Текст упражнения:
————

Они с бабушкой дружили. Раневская с ума сходила по Верико, ценила ее, как драматическую
Не скажу, что Верико была очень верующим человеком. В храм не ходила. А дома иконы были, конечно.
Расскажу одну историю. Когда ее сын Рамаз (у него был рак) умер, бабушка вынесла все иконы из комнаты. Но она очень симпатизировала нашему Католикос-Патриарху Илие Второму. Он тогда был совсем молодой. Помню, как он приходил к бабушке. Беседовал с ней, хотел, чтобы она вновь уверовала.
И лет через 5–6 после смерти Рамаза иконы начали снова появляться в ее комнате. Уже незадолго до ее собственной смерти.
Илия Второй по-доброму вспоминает Верико. Когда со мной встречается, все время напоминает о бабушке. Он сам и отпевал ее. В том самом доме, что построил дед.
Нас с братом крестили, когда дедушка умер. По традиции, когда дома покойник, те, кто не крещен, должны креститься. В тот день забрали в церковь меня, брата и моего отца, который тоже был некрещеный.
И крестили всех троих в соборе Сиони. Крестной матерью Сандрика стала Нани Брегвадзе, отца крестил Авто Варази, знаменитый художник. (Авто сыграл роль Пиросмани в одноименном фильме Георгия Шенгелая. — Примеч. И.О.)
А меня крестил Ираклий Меладзе. Такой знаменитый боксер был, чемпион Советского Союза. Ираклий был очень близким другом отца.

————

Исходные записи:
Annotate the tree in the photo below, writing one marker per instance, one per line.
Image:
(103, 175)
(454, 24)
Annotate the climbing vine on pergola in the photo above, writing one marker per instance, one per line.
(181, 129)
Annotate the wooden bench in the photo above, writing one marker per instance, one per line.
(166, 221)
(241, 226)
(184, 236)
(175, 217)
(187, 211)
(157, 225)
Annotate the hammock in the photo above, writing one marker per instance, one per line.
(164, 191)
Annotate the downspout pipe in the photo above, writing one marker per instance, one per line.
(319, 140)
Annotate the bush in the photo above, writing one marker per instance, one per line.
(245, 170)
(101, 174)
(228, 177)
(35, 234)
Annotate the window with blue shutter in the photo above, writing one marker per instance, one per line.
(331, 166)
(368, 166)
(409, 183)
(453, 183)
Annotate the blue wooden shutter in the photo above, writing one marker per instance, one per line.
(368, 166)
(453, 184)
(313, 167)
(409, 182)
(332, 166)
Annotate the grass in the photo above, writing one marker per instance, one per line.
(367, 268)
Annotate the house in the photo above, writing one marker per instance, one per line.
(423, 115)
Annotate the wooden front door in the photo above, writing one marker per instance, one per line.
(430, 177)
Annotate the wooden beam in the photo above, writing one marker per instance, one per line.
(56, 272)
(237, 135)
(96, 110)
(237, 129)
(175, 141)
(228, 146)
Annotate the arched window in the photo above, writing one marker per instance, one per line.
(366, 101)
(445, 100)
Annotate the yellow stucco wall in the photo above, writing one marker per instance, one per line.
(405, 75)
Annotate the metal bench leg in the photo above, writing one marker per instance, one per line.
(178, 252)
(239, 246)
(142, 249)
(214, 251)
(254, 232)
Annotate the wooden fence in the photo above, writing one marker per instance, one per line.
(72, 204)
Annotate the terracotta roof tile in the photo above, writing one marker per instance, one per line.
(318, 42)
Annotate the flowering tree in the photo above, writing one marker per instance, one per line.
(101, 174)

————

Продолжите текст воспоминаний о Верико и её семье, начав сразу после его последнего предложения.

Поле ответа:
У деда были большие похороны. Гроб выносили из Дома кино. Помню, полгорода его провожало в последний путь. Михаила Чиаурели очень любили, а его фильмы смотрят и сегодня, они поистине народные. Чего стоит одна только лента «Рац гинахавс вегар нахав» (в переводе с грузинского «Что раз увидел, больше не увидишь». — Примеч. И.О.)
Похоронили его на территории киностудии. Потом там планировали создать Пантеон выдающихся кинематографистов. Но со временем все изменилось, студию продали. И решили дедушку перезахоронить на Мтацминда, рядом с могилой бабушки.
Мама обожала море. Каждый год отдыхала в Кобулети. Потом уже купила для себя квартиру в Гонио, неподалеку от турецкой границы. Жилой дом стоит прямо на пляже. Там же квартира и у Бубы Кикабидзе. Жаль только, что в той квартире она успела провести только одно лето.
Ее болезнь… Мама до конца ничего нам не говорила. Надеялась, что удастся справиться. А потом уже, наоборот, мы обо всем знали и не говорили ей.
Когда с человеком такое происходит, вполне естественно, что он никак не хочет поверить, что смерть может приблизиться так близко. Настолько сильное это чувство — жажда жизни. Вот она и боролась.
Так получилось, что в Тбилиси никто ей строго и прямо не объяснил всю серьезность ее болезни, не встретилось такого врача, который бы сразу сказал — нужна операция. А кто на операцию пойдет, если говорят, что еще можно подождать?
А потом уже оказалось поздно. Ей сделали операцию. Но…
Она думала, мы не знаем, что происходит. Но очень боролась. Даже не приняла Католикос-Патриарха. Святейший звонил, говорил, что хочет прийти, он знал, что ей остались считанные дни. Но она сказала: я не позволю себе, чтобы вы пришли, и я встретила вас не на ногах.